> Text to read:
So yeah, I think that’s kind of an important part I thought was sort of doing all of it at the same time to get it built up because I think it’s really difficult to, if let’s say I would’ve not started anything so far in 2011 and then it’s decided I’m going to quit and go out on my own. But I have no deals, I have no track record, I have no partners yet. It would all just have been conversations. So that I think’s a hard… Because yeah, what you asked, it’s a common question I get asked too where it’s, how do I go out on my own? And really to me the answer is you need to start doing it now. So the reason that family in Minnesota invested with me, it wasn’t because I just had the best pitch ever or something. I had already bought four deals and it was just, you can get on board with what I’m already doing. So it was already, they saw the activity and a lot of proof of concept, I guess at that point where it wasn’t just a theory.

Spencer Burton (10:52):

So was there a metric that you were looking for that you said, when I hit this number, maybe it’s distributions back to you, maybe it’s a certain size of a portfolio, but when I hit this number, I’m going to quit. Did you have that number in mind?

(Detection annotation records)
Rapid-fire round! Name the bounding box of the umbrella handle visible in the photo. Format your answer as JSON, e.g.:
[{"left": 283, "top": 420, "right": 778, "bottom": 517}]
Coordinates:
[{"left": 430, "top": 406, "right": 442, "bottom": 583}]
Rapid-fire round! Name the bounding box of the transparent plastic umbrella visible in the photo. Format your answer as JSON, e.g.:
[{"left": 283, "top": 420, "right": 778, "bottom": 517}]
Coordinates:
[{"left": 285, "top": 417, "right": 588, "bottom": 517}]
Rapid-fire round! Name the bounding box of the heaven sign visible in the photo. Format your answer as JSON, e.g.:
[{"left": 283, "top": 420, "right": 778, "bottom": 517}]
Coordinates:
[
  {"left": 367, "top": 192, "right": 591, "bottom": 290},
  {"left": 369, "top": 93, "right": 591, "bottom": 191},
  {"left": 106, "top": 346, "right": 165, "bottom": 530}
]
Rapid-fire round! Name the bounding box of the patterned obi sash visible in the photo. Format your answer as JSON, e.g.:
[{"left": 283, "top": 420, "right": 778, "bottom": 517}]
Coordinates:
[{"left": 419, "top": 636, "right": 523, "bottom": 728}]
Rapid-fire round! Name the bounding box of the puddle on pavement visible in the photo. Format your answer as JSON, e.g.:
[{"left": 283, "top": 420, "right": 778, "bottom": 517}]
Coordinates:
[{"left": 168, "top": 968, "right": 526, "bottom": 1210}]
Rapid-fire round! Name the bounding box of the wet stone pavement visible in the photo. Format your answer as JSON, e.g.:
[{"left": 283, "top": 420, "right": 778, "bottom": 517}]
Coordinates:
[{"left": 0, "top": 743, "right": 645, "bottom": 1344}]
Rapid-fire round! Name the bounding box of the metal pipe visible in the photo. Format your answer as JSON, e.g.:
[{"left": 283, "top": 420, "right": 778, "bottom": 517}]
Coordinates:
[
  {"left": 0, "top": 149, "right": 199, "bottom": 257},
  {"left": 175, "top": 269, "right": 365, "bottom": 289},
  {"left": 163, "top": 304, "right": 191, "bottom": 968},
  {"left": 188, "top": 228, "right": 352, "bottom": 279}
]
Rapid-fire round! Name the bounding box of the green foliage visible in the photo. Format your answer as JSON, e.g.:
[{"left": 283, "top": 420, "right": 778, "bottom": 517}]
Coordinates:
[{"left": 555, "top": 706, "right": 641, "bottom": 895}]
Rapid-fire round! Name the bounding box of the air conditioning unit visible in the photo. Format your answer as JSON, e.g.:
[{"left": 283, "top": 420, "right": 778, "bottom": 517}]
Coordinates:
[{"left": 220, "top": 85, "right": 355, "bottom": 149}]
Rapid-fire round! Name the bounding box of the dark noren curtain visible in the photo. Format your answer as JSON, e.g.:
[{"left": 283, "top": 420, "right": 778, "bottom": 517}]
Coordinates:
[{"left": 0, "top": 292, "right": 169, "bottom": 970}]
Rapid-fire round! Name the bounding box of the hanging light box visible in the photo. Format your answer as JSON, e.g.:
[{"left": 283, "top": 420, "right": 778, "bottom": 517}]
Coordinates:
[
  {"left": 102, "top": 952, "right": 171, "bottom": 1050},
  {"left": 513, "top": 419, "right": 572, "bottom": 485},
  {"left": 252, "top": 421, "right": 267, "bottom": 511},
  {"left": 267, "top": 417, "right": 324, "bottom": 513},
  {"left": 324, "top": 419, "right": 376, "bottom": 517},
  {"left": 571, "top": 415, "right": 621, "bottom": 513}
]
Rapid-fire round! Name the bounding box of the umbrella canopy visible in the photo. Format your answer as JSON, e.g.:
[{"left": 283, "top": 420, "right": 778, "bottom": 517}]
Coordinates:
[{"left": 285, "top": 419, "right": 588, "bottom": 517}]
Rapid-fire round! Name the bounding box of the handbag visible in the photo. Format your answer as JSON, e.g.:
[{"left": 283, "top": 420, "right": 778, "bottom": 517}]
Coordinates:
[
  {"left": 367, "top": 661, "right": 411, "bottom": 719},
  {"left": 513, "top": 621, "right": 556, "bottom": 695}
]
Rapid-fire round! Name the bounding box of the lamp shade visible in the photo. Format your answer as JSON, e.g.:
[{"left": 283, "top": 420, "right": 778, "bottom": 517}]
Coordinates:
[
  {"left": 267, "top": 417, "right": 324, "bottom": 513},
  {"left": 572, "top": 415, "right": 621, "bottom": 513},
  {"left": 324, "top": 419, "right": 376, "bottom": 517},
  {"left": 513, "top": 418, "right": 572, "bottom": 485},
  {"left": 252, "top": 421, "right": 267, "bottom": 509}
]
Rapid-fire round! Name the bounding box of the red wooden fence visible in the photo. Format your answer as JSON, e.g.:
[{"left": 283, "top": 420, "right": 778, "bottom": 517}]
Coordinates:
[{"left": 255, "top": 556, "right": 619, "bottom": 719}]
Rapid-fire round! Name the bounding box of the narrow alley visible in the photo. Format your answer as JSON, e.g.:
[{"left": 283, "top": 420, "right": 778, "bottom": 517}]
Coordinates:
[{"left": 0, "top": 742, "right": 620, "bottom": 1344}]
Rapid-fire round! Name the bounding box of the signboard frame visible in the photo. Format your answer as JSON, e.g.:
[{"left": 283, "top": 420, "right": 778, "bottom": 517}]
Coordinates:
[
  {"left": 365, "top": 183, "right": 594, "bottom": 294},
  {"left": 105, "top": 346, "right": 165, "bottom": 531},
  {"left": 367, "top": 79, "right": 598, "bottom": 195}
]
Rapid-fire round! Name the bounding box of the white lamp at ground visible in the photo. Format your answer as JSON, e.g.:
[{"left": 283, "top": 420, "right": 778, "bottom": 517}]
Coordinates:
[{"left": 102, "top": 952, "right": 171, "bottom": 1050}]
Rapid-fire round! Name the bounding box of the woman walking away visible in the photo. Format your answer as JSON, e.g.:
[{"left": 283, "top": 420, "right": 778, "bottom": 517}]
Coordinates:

> What you are asked to do:
From the interview transcript, write out the stretch from "So was there" through "number in mind?" word for word.

> Task output:
So was there a metric that you were looking for that you said, when I hit this number, maybe it’s distributions back to you, maybe it’s a certain size of a portfolio, but when I hit this number, I’m going to quit. Did you have that number in mind?